● **SELECTED PASSAGE**:
There’s a knock on the door. How else could it start?

In Henrik Ibsen’s 1879 script A Doll’s House, Nora, the heroine, leaves her suffocating marriage, her husband Torvald, her three young children, and her bourgeois life. And she slams the door on the way out. Famously, that slam echoed around the world. Ibsen’s protofeminism was considered so scandalous that A Doll’s House was banned in several countries. But the play was a sensation.

In A Doll’s House, Part 2, American playwright Lucas Hnath dares to create a sequel to this classic.

In it, Nora returns after 15 years and knocks on the very door she slammed. She’s back because she needs something.

When she left Torvald, he said he’d file for divorce, but, unbeknownst to Nora, he didn’t — and, for all these years, she has been acting as a single woman, taking lovers and signing book deals. (Nora has become a wealthy writer of “women’s books” that call for, among other things, the end of marriage.) But, because Nora is still a legally married woman herself, she’s been been breaking the law. Signing her contracts, she has committed fraud and could go to prison. So she desperately needs Torvald to divorce her.

But he’s not having it.

The most impressive thing about Part 2 is its even-handedness.

Nora is clearly — and successfully — fighting for self-determination in a society that’s hell-bent on denying it. But her fight has required such focus and denial that Nora has largely blinded herself to the impact her struggle has had on others.

Torvald argues, for instance, that, when Nora realized their marriage was a prison for her, she could have given him the opportunity to understand the situation instead of walking out five minutes later.

When Nora tries to enlist the help of her now-young-adult daughter Emmy in persuading Torvald to grant her a divorce, Emmy rips into her. She hasn’t had a word from her mother in 15 years, and Nora’s only talking to her now out of self-interest.

Torvald is also both right and wrong. He is legitimately wounded — and he still falls into habits that erase Nora’s individuality, including referring to her “little books.”

So the play sets up a delicate balance, but that balance isn’t always maintained in emerging director Seamus Fera’s production.

Largely, that’s the result of stylistic inconsistencies that probably started with casting.

● **STATED EXERCISE**: Write out the review word for word from "But he’s not" to "had on others.". The rows after this are separate material with no connection to the review.

Detection examples:
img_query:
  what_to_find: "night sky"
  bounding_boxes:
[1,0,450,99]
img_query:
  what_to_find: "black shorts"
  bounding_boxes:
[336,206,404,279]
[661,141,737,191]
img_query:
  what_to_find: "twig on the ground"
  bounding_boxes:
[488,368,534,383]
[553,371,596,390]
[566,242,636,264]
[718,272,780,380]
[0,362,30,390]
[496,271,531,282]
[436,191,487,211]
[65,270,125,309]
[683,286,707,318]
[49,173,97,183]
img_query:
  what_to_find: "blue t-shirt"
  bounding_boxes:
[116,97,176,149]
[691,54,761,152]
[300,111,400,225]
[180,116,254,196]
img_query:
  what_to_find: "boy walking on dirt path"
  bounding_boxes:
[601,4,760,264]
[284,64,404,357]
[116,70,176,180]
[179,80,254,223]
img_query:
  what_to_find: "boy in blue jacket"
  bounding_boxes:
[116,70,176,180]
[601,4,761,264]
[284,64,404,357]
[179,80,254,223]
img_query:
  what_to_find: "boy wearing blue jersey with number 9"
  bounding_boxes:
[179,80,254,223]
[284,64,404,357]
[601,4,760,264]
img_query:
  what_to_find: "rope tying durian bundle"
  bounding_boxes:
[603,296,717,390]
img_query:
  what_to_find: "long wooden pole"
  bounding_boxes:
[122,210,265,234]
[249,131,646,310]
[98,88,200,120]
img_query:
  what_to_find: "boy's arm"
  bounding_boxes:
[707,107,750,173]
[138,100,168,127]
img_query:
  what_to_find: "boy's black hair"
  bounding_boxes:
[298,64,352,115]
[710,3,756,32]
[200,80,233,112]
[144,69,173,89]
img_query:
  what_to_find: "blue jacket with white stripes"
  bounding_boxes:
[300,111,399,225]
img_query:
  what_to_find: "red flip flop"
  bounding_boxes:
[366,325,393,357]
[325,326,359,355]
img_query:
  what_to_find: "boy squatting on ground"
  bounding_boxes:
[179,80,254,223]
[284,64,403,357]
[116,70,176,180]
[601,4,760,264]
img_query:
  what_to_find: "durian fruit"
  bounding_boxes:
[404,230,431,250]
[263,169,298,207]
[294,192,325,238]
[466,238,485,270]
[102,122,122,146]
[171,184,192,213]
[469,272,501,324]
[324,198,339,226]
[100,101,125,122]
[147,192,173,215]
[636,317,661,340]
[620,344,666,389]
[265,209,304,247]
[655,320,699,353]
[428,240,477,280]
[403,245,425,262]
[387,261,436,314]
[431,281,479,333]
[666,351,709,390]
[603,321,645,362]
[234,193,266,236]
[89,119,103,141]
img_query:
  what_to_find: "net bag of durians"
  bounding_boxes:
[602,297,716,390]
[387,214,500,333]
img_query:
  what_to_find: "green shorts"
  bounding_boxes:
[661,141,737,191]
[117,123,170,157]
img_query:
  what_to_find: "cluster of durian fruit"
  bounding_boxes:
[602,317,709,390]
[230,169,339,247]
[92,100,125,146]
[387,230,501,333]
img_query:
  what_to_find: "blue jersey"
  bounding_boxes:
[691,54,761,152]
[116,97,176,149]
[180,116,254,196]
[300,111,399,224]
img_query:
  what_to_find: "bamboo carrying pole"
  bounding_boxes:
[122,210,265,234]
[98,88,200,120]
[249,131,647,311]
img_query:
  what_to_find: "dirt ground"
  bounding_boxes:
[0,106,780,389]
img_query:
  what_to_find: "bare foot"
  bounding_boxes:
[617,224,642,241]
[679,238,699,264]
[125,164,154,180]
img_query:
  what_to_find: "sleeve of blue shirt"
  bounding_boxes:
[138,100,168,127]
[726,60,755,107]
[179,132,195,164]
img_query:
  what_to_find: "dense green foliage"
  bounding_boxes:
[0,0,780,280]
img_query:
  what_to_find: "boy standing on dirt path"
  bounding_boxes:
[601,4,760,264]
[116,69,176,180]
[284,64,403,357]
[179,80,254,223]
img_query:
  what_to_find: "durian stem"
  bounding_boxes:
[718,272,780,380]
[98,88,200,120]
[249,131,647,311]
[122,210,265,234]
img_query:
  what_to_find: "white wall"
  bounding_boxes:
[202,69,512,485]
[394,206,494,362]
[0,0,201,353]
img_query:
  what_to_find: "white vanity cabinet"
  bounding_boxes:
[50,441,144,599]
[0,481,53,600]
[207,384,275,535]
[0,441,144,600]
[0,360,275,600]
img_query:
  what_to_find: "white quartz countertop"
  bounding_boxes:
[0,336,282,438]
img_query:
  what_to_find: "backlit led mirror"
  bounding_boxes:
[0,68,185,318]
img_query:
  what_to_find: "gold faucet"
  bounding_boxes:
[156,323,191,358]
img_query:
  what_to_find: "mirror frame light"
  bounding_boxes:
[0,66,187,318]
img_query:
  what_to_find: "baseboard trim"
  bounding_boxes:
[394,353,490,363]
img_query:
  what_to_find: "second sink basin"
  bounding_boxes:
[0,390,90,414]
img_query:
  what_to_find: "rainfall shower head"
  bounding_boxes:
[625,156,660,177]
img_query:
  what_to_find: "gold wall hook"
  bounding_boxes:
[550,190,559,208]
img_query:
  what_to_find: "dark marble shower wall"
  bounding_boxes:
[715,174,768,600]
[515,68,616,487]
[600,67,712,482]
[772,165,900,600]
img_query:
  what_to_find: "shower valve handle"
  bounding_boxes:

● **RESULT OF THE TASK**:
But he’s not having it.

The most impressive thing about Part 2 is its even-handedness.

Nora is clearly — and successfully — fighting for self-determination in a society that’s hell-bent on denying it. But her fight has required such focus and denial that Nora has largely blinded herself to the impact her struggle has had on others.